Instructions for the task → Could you write out the line containing "Where can you find the wooden stud?" and all the lines below it in the data, exactly, through the final one and nothing else?

Data in this exercise →
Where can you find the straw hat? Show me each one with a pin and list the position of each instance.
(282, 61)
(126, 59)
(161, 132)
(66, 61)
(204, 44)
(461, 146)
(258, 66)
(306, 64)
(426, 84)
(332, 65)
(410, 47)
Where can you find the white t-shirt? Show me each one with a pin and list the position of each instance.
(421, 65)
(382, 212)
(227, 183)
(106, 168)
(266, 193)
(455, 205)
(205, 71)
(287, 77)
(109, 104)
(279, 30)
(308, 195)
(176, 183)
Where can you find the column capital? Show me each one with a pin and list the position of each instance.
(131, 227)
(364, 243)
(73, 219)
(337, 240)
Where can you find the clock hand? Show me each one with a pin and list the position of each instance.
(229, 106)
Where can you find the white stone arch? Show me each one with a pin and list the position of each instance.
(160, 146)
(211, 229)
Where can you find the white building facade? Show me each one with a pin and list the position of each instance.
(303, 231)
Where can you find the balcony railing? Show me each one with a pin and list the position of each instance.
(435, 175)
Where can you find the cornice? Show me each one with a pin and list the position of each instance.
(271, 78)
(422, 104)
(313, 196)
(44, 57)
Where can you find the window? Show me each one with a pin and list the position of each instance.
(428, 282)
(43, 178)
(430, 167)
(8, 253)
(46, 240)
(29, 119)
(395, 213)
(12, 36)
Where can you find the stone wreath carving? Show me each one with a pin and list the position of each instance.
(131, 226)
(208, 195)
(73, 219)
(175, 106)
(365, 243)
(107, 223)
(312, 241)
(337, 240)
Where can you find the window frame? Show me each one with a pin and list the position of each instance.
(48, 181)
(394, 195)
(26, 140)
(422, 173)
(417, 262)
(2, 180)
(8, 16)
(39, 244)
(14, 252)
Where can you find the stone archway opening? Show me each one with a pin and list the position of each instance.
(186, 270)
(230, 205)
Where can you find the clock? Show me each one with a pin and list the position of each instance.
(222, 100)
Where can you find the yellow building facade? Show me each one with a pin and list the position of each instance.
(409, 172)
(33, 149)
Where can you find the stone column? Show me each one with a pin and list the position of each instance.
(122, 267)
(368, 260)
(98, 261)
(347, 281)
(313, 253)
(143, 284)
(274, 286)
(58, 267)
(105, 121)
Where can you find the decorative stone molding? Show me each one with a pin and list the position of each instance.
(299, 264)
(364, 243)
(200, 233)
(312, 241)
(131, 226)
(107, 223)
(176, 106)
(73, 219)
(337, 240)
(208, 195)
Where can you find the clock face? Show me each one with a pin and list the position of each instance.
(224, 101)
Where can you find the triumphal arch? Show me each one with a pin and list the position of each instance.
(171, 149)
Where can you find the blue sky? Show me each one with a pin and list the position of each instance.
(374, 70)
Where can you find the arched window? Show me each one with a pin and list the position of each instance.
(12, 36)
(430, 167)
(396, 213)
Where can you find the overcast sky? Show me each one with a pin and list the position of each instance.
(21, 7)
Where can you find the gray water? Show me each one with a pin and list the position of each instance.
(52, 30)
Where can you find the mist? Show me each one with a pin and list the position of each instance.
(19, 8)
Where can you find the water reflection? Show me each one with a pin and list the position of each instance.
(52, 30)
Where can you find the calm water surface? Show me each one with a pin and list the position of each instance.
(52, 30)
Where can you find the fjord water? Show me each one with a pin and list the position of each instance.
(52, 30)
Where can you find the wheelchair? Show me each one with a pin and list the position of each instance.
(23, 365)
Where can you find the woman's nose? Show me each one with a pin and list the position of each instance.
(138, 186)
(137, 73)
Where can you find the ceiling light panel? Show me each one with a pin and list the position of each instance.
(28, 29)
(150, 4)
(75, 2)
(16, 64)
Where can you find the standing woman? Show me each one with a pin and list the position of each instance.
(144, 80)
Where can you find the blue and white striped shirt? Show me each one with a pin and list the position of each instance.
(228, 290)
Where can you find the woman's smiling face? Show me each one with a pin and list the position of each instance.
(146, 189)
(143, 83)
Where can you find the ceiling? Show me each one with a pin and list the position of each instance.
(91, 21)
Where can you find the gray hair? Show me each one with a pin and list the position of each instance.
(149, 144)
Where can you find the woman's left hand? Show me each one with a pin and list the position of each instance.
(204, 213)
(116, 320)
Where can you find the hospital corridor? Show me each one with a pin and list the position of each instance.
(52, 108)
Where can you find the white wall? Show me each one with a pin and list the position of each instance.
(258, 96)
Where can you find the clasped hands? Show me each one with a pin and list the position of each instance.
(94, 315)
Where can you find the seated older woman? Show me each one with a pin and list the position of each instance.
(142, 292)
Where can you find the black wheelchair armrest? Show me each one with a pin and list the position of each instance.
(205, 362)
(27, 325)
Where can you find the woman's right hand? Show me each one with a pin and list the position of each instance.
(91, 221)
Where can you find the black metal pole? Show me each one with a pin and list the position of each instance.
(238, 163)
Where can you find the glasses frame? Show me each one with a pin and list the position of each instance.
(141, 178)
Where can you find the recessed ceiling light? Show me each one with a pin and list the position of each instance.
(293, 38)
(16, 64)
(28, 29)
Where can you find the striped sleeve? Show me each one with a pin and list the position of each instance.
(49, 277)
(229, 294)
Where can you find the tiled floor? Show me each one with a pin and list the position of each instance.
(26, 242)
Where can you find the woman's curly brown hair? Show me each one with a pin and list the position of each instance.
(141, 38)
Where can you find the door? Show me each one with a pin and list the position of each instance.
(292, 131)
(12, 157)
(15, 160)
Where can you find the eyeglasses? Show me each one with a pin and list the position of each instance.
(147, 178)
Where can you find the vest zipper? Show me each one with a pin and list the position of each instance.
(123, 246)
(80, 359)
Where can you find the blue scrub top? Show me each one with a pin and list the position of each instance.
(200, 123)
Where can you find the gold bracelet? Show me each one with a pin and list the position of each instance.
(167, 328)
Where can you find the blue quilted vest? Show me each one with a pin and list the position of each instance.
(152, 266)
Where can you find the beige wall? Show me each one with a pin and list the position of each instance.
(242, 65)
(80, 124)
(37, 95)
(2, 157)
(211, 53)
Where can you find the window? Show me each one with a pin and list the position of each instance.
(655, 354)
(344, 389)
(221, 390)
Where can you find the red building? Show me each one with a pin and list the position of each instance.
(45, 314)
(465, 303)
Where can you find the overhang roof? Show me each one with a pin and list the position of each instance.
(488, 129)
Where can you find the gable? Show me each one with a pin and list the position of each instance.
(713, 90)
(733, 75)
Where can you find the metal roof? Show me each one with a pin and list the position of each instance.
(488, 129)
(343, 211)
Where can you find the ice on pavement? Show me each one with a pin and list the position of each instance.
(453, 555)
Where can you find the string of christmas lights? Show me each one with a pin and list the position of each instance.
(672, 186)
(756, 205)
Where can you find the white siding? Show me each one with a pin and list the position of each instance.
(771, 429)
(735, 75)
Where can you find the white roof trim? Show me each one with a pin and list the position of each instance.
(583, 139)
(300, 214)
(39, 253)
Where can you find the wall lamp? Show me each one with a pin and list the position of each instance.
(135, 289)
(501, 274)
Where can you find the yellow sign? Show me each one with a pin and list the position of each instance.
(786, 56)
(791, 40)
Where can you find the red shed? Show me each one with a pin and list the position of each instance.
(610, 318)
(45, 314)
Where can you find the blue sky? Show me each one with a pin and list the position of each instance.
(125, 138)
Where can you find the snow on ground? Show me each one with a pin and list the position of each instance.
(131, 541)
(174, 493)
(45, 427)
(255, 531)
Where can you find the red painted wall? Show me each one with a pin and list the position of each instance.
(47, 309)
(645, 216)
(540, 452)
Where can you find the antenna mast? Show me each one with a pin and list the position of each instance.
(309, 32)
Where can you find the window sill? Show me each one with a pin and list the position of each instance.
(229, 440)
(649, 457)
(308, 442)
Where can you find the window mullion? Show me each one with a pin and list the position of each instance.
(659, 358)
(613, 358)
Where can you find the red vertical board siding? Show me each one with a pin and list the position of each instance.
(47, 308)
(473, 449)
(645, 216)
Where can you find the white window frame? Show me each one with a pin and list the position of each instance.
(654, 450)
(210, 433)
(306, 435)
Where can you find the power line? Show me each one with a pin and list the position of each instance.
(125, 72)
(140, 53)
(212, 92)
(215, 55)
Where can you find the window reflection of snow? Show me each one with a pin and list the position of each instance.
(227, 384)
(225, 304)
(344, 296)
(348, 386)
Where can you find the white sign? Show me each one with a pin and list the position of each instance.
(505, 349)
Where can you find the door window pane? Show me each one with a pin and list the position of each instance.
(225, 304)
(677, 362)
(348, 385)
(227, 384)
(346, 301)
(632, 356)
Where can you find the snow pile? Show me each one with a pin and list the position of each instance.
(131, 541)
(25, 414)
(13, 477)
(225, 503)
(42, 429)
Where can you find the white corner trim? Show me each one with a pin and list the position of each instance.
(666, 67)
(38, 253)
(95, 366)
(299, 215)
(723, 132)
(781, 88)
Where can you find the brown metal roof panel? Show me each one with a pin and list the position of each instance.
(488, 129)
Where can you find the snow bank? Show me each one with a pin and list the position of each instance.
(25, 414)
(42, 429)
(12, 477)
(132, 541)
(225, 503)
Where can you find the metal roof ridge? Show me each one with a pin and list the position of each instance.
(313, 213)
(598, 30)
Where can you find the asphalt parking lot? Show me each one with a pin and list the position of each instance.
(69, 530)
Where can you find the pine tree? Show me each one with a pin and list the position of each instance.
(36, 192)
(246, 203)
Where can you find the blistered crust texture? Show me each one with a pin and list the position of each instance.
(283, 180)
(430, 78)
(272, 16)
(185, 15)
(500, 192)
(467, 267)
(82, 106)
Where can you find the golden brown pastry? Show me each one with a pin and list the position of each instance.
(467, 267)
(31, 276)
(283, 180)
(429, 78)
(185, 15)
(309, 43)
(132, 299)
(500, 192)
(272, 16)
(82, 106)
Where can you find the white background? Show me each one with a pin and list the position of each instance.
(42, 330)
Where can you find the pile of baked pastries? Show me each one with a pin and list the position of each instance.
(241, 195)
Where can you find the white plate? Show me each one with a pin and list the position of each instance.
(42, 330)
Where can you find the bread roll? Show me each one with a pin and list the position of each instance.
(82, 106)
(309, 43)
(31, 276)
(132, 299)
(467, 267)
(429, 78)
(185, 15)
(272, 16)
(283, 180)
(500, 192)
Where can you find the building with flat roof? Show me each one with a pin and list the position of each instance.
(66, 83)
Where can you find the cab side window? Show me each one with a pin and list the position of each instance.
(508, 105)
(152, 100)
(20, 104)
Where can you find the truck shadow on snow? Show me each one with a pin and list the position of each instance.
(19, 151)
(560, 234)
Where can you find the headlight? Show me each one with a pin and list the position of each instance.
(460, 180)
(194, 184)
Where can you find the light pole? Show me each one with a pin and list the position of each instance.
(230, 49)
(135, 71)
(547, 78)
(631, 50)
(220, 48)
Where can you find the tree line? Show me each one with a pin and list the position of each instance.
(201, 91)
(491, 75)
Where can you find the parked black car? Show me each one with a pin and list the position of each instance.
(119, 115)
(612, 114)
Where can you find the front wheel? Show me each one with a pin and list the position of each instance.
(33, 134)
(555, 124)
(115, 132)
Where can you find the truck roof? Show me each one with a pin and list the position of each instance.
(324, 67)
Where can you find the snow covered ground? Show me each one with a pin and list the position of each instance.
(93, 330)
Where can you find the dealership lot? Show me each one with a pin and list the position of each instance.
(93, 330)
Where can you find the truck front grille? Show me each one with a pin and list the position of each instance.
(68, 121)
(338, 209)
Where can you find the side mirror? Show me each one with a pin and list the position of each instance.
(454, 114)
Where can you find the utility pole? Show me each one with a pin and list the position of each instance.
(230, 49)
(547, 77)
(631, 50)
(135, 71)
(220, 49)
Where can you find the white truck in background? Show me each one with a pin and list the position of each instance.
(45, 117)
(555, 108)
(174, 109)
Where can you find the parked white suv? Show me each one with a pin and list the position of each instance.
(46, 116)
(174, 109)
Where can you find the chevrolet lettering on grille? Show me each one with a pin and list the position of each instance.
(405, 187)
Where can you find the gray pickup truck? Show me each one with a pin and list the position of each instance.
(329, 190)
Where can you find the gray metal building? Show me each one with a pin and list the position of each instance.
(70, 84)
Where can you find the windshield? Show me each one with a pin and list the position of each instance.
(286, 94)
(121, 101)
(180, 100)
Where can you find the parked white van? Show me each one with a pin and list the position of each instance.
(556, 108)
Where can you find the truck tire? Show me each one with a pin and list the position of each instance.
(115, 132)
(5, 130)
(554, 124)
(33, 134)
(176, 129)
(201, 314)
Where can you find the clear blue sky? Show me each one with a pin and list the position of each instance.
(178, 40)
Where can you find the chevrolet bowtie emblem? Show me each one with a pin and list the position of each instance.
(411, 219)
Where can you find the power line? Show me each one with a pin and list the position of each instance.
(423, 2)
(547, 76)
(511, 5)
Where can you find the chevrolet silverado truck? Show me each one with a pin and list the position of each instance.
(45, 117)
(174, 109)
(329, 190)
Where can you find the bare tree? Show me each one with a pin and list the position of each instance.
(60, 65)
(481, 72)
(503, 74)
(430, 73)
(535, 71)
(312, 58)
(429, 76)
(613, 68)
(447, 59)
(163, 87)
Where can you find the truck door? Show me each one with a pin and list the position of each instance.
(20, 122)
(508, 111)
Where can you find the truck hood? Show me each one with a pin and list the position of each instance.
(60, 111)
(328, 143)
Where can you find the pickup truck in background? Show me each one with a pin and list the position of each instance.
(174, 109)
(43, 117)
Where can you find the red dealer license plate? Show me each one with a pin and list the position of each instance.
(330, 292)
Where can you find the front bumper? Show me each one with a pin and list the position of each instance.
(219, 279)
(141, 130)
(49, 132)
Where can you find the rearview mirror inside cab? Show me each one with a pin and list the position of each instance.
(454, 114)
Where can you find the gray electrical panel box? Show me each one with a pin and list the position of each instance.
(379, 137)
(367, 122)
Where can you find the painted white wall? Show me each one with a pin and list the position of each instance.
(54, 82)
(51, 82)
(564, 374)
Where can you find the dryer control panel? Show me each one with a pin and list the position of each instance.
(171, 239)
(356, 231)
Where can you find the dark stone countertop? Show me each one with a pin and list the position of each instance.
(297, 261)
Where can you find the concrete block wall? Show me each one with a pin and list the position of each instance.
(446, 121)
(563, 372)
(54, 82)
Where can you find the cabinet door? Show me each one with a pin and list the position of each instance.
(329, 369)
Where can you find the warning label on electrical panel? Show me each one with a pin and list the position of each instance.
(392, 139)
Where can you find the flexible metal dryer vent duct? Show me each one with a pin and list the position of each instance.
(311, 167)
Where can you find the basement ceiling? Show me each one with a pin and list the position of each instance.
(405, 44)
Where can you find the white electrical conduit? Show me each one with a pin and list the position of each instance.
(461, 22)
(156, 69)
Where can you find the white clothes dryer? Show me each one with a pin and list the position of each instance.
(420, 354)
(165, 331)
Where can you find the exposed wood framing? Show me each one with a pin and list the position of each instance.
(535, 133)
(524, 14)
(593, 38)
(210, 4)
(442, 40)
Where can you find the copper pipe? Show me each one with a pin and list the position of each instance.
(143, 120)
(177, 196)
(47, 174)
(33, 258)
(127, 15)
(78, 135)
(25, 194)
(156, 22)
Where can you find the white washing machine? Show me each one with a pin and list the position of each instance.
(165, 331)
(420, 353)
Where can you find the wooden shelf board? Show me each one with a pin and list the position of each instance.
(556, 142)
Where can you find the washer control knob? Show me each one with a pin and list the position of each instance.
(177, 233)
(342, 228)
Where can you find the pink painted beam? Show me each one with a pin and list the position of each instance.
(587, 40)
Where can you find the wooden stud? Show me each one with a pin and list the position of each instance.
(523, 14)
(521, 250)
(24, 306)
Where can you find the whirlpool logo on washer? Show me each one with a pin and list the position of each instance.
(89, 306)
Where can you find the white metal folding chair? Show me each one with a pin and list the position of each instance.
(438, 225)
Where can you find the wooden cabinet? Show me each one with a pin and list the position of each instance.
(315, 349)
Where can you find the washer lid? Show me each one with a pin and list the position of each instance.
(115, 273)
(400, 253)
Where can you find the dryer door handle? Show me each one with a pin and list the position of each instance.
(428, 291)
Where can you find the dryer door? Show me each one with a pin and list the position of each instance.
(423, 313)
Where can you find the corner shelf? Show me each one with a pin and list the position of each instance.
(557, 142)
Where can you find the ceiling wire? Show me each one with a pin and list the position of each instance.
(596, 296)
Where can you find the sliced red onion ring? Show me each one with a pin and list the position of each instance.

Answer section →
Where can you find the wooden stud? Show me each one with a pin and list the position of each instance.
(523, 14)
(521, 250)
(24, 306)
Where can you find the whirlpool logo on washer? Show me each one with a pin and list the position of each instance.
(89, 306)
Where can you find the white metal folding chair? Show me each one with a pin and list the position of each instance.
(438, 225)
Where can you find the wooden cabinet? Show me each one with a pin and list the position of each instance.
(315, 349)
Where can you find the washer lid? Show me each one with a pin and list the position of each instance.
(115, 273)
(400, 253)
Where can you find the dryer door handle? Show me each one with a pin and list the position of each instance.
(428, 291)
Where can you find the dryer door? Show me each one with a pin and list the position of each instance.
(423, 313)
Where can you find the corner shelf? Show me each one with a pin and list the position of each instance.
(557, 142)
Where can you find the ceiling wire? Show me each one with a pin and list the position of each instance.
(596, 296)
Where can you find the sliced red onion ring? Show me each one with a pin and list the position of each instance.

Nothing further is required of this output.